The task: Copy the rows below word for word, from the very start of the rows through the line containing "M1285 0L0 7L0", with that line included.

..............................

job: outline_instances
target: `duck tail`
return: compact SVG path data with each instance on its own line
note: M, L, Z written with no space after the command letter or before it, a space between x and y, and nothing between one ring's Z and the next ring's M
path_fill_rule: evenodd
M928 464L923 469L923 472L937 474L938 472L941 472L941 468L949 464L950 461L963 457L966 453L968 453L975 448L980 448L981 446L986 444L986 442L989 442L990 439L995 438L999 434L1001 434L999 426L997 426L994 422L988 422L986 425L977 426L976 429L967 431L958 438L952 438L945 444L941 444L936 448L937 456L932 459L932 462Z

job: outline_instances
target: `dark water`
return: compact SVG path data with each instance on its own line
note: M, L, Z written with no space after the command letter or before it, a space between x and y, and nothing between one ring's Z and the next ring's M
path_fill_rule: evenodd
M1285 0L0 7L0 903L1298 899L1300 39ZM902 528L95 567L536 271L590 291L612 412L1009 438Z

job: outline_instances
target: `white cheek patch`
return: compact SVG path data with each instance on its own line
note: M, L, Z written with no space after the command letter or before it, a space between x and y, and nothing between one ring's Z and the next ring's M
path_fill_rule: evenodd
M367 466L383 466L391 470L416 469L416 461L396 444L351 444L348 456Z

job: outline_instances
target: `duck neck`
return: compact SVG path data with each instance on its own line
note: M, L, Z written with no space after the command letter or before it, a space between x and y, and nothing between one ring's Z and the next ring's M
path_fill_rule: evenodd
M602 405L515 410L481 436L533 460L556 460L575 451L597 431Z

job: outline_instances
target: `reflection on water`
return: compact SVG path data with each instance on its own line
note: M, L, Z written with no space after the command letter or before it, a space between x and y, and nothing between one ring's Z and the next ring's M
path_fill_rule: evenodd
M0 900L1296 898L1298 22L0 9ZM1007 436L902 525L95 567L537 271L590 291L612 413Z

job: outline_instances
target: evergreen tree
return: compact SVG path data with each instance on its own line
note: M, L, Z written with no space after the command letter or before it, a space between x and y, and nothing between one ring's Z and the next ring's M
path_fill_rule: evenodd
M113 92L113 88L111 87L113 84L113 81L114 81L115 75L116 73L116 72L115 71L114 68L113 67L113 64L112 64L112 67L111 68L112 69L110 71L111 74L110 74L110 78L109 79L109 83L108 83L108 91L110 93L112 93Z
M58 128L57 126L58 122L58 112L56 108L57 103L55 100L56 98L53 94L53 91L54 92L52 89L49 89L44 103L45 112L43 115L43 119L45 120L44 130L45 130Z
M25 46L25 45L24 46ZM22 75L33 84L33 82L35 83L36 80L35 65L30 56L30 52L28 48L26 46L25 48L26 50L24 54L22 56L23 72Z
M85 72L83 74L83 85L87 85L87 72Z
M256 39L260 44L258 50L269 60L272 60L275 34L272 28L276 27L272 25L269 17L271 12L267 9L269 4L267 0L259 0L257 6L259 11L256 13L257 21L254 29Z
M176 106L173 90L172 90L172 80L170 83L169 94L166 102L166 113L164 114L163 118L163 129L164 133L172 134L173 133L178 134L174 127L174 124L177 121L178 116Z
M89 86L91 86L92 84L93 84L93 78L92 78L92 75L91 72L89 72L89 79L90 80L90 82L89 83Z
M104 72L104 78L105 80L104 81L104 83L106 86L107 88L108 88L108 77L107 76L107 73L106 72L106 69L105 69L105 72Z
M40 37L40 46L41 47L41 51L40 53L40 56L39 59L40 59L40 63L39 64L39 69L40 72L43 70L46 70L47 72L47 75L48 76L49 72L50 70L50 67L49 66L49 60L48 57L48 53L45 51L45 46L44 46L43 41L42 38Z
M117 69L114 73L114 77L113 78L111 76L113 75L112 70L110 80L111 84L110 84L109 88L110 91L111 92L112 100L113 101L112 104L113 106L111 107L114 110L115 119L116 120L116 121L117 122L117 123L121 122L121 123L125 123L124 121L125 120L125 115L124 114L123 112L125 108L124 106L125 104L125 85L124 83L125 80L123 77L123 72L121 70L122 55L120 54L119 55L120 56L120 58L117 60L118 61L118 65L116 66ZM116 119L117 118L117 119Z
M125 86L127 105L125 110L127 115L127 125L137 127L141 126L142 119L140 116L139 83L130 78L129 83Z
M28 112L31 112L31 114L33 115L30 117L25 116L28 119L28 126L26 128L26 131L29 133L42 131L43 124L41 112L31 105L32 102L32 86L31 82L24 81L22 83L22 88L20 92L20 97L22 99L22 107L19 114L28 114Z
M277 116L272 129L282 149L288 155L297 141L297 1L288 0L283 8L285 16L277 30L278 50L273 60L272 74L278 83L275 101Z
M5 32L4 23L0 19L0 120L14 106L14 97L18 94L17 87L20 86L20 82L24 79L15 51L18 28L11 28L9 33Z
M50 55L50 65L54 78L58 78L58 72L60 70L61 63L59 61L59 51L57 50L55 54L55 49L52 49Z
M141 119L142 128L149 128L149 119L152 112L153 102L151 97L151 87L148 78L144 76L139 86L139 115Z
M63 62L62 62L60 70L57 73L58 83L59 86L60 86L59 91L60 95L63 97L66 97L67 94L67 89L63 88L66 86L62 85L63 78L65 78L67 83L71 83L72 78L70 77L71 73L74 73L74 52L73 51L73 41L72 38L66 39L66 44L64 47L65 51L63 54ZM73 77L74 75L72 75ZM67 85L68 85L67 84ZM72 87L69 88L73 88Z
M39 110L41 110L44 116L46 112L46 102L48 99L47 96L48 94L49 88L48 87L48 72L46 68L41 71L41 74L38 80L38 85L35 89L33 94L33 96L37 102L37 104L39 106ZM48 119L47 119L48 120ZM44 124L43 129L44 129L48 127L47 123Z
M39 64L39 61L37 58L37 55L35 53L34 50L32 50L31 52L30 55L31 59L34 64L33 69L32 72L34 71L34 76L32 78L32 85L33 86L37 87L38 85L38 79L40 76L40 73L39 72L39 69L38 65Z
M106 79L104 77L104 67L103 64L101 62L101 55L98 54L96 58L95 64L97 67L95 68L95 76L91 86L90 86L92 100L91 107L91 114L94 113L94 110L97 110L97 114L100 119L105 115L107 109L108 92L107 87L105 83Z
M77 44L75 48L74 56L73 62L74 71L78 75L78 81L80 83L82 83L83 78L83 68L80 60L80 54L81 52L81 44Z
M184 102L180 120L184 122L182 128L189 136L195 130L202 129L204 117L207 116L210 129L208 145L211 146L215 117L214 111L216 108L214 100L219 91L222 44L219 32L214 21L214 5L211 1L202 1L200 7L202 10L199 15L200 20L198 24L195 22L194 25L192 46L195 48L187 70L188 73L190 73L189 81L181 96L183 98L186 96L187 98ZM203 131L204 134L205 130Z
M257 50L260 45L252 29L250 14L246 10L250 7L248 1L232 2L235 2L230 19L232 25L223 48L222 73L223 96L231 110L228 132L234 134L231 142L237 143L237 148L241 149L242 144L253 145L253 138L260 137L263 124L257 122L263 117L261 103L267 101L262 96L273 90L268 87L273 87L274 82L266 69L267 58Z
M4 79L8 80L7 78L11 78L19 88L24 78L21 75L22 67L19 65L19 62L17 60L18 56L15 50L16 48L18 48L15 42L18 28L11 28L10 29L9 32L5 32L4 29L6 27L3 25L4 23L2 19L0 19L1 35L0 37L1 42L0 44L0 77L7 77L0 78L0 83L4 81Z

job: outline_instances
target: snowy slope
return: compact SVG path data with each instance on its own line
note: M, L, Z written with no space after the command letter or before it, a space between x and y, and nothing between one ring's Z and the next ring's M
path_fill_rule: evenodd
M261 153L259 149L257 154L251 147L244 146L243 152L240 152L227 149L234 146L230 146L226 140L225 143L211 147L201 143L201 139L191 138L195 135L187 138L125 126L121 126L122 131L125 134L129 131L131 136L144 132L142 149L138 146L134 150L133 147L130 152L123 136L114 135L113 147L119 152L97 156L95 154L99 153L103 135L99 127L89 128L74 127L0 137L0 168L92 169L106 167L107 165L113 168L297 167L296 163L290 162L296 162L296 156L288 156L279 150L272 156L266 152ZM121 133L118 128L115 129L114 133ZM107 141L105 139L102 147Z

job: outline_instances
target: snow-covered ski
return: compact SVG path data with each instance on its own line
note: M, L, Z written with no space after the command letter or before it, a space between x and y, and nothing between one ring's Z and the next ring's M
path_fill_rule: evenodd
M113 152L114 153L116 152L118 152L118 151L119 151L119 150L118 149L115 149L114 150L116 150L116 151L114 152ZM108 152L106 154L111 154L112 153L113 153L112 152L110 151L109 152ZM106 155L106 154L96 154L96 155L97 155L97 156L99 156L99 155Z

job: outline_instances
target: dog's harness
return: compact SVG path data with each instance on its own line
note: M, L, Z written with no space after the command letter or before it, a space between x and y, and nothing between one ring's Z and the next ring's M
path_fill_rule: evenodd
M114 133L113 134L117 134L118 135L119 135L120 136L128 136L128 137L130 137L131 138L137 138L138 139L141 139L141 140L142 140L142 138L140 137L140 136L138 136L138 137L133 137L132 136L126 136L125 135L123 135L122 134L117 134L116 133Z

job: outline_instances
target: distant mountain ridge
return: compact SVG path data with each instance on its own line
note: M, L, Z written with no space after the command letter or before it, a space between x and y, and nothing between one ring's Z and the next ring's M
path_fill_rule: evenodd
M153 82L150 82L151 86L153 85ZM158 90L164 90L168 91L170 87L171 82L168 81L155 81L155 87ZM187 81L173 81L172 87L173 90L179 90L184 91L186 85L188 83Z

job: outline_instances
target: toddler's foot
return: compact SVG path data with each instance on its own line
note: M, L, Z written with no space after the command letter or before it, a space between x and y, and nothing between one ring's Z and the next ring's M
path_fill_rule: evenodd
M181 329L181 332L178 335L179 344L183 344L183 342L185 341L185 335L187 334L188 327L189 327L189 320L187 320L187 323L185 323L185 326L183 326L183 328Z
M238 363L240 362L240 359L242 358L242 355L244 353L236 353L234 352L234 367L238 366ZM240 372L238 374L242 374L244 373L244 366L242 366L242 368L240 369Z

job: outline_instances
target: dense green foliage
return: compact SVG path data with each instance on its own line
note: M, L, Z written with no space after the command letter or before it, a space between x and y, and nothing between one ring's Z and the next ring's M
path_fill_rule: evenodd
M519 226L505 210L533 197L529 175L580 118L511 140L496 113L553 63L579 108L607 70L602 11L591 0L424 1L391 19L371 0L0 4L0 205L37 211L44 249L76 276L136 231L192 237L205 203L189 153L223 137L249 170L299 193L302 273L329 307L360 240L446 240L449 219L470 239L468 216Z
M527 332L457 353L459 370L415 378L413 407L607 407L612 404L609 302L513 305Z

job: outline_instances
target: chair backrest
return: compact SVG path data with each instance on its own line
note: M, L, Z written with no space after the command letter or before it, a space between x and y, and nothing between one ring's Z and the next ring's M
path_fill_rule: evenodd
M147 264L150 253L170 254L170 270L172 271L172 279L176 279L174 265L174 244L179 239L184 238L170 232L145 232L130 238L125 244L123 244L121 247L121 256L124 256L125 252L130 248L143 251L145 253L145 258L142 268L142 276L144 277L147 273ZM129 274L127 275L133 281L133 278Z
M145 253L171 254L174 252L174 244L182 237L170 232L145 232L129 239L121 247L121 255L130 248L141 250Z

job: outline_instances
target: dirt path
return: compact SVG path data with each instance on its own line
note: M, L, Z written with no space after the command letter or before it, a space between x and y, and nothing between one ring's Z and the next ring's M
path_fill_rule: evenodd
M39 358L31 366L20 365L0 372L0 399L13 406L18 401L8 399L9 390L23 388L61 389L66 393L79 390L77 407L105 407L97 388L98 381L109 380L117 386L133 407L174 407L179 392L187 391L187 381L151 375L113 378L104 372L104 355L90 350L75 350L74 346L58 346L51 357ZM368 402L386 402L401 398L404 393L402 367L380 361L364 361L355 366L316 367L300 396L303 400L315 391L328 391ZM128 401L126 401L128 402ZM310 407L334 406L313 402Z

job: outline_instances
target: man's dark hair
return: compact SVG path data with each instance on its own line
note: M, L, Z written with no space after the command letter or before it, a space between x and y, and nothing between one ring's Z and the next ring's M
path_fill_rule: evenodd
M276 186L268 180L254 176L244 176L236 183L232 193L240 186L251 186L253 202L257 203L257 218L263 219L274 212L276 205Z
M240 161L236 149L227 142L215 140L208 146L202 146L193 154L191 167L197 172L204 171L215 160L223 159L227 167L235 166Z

..............................

The answer:
job: outline_instances
target: `duck tail`
return: compact SVG path data with each instance on its own line
note: M, L, Z written with no space after the command letter or before it, a space between x and y, and nothing between one ring's Z and the next ring's M
path_fill_rule: evenodd
M928 464L923 469L923 472L937 474L938 472L941 472L941 468L949 464L950 461L963 457L966 453L968 453L975 448L980 448L981 446L986 444L986 442L989 442L990 439L995 438L999 434L1001 434L999 426L997 426L994 422L988 422L986 425L977 426L976 429L967 431L958 438L952 438L945 444L941 444L936 448L937 456L932 459L932 462Z

job: outline_instances
target: `dark water`
return: compact SVG path data with each instance on its own line
note: M, L, Z written with no space after the command letter or before it, a space between x and y, and nothing between one ring's Z and the next ring's M
path_fill_rule: evenodd
M1285 0L0 7L0 903L1298 899L1300 39ZM902 528L95 567L536 271L590 291L612 412L1009 438Z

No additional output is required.